**WHAT TO PRODUCE**
Look through the material below. Return exactly the lines from the one with "output x=422, y=309." through the one with "output x=440, y=105.", both included.

**DATASET RECORDS**
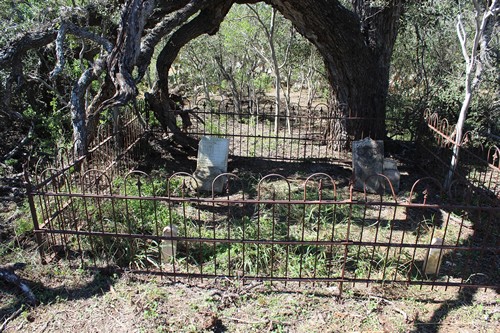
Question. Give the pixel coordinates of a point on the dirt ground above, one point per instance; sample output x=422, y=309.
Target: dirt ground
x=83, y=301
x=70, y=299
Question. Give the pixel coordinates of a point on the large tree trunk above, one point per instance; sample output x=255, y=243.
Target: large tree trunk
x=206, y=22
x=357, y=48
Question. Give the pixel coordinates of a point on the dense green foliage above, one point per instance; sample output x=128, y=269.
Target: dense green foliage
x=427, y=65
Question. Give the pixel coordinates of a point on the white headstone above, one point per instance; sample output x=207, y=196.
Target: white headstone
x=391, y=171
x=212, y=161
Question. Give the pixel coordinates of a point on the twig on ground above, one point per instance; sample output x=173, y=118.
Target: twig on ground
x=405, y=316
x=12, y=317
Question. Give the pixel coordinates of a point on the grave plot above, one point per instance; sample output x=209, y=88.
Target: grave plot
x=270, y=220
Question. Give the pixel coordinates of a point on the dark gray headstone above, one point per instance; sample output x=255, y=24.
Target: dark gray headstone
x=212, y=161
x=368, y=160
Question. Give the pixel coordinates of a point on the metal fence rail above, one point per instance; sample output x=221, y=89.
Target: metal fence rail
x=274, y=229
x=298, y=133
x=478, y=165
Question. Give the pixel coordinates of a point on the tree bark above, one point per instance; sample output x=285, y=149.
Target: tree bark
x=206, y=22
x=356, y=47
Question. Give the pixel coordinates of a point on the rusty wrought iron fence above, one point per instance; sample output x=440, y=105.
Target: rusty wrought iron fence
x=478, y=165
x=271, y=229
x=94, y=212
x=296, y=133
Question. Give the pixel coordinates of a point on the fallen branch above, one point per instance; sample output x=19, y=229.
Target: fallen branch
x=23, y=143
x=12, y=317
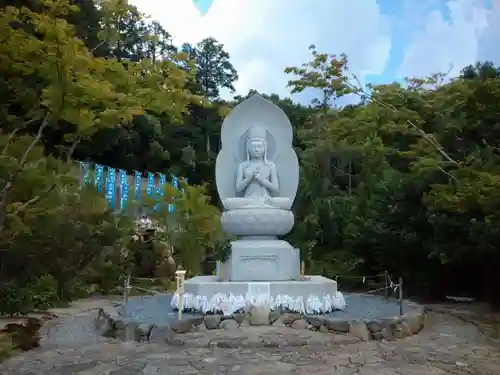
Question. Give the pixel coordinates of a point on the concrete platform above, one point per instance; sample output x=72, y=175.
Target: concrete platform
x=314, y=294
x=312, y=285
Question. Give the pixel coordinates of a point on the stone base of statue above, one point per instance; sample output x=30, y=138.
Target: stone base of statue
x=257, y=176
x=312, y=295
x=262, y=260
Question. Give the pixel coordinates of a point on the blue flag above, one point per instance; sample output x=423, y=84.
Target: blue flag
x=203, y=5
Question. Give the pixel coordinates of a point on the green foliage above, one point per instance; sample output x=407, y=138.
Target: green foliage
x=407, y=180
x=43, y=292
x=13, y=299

---

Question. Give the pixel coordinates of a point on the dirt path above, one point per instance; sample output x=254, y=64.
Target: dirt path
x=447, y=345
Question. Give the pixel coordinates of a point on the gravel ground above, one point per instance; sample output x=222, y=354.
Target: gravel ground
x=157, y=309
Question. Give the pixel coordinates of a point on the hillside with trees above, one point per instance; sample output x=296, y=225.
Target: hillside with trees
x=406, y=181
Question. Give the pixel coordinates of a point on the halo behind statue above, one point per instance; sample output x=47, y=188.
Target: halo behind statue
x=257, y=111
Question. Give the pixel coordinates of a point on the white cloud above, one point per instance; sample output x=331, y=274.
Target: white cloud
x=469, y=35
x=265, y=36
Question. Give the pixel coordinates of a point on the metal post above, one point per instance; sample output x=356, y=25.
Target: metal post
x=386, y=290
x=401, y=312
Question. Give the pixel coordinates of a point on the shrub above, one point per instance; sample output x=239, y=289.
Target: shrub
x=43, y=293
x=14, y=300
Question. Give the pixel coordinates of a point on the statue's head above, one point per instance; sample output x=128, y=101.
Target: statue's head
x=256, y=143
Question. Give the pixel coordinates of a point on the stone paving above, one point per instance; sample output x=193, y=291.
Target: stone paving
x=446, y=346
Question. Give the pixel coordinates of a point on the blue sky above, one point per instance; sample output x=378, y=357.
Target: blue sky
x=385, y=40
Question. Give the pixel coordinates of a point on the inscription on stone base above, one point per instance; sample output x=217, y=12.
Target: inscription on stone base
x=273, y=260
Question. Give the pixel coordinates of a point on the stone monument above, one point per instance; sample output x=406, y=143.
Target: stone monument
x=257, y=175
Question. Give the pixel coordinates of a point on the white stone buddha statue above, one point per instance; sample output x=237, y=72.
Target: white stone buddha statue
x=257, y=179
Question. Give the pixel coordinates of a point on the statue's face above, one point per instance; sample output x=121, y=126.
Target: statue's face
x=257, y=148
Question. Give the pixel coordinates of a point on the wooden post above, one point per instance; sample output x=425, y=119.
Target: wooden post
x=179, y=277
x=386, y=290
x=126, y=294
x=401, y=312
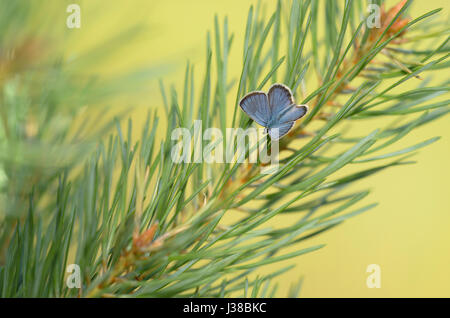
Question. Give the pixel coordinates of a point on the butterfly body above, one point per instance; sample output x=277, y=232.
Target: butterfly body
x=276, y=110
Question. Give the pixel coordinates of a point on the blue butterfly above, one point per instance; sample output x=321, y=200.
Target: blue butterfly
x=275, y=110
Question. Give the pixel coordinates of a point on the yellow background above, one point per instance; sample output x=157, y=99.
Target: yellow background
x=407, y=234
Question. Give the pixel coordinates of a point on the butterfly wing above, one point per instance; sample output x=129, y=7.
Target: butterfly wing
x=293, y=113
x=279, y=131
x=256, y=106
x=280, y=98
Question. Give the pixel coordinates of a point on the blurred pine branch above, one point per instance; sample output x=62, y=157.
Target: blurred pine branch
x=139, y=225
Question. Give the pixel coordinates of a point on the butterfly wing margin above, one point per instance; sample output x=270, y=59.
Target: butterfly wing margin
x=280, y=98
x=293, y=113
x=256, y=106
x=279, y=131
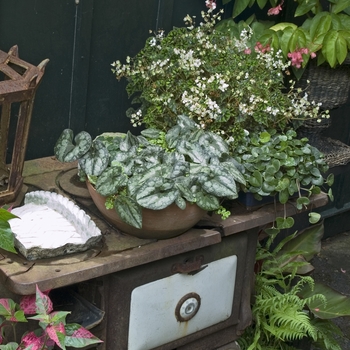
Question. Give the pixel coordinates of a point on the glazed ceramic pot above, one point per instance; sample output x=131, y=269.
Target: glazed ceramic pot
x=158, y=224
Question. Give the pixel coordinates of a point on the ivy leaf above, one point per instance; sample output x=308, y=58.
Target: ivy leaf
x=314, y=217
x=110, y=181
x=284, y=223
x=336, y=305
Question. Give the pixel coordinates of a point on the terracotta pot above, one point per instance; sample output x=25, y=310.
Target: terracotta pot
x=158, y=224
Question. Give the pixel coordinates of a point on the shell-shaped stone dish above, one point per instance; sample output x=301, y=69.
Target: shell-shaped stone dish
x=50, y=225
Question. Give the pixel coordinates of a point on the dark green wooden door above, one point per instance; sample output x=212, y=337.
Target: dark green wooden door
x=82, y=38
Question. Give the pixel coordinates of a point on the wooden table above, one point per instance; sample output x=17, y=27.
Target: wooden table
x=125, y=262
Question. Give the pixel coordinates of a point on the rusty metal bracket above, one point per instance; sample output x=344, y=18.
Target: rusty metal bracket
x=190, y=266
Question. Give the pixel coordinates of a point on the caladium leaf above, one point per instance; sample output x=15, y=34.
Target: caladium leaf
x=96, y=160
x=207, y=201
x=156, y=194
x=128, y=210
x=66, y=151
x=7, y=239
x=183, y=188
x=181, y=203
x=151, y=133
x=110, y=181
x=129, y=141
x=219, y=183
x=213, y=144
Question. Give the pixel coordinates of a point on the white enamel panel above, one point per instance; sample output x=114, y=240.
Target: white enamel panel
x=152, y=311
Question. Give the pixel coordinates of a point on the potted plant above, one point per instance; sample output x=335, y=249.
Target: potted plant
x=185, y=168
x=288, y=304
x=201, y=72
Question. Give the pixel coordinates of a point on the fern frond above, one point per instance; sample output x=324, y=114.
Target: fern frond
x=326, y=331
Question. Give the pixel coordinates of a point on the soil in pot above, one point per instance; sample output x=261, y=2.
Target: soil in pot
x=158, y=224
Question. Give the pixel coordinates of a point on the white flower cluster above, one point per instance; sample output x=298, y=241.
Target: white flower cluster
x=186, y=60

**THE COMPLETED TASK**
Question. Give the pixel coordinates of a point on the dirt ground above, one point per instance; sample output x=422, y=309.
Target: dirt ground
x=83, y=301
x=70, y=299
Question. Give the pixel coordinates of a point on the large tree trunk above, one point per instance; sample output x=255, y=243.
Target: large tree trunk
x=206, y=22
x=357, y=48
Question. Give the pixel coordinates of a point on the dense green foliage above, one point per instance; sample output x=128, y=269.
Target: dense green foliage
x=427, y=65
Question. Give the pixel coordinates of a point on the white headstone above, one point per instance; sample output x=207, y=196.
Target: white headstone
x=391, y=171
x=212, y=161
Question. Give the pixel coordinates of a point on the twig on ground above, one point per instance; sample output x=173, y=118.
Target: twig on ground
x=405, y=316
x=12, y=317
Question. Give the pixel coordinates of a point on the grave plot above, one point per instance; sample output x=209, y=88.
Target: grave plot
x=270, y=220
Question. Give the pixel coordinates of a point on the dark gray headstone above, one point per instance; sample output x=255, y=24.
Target: dark gray headstone
x=212, y=161
x=368, y=160
Question. Give the pixel coordinates of a point on the metal fence rail above, one point per instance; sample output x=221, y=89.
Target: metal fence rail
x=274, y=229
x=298, y=133
x=478, y=165
Question. Give the pixel coordinates of a point on the tree bark above, one point per instance; sample output x=285, y=149.
Target: tree bark
x=206, y=22
x=356, y=47
Question. Give the pixel coordinates of a point on the rusty wrought iron fence above, one point per instance; sample output x=440, y=105.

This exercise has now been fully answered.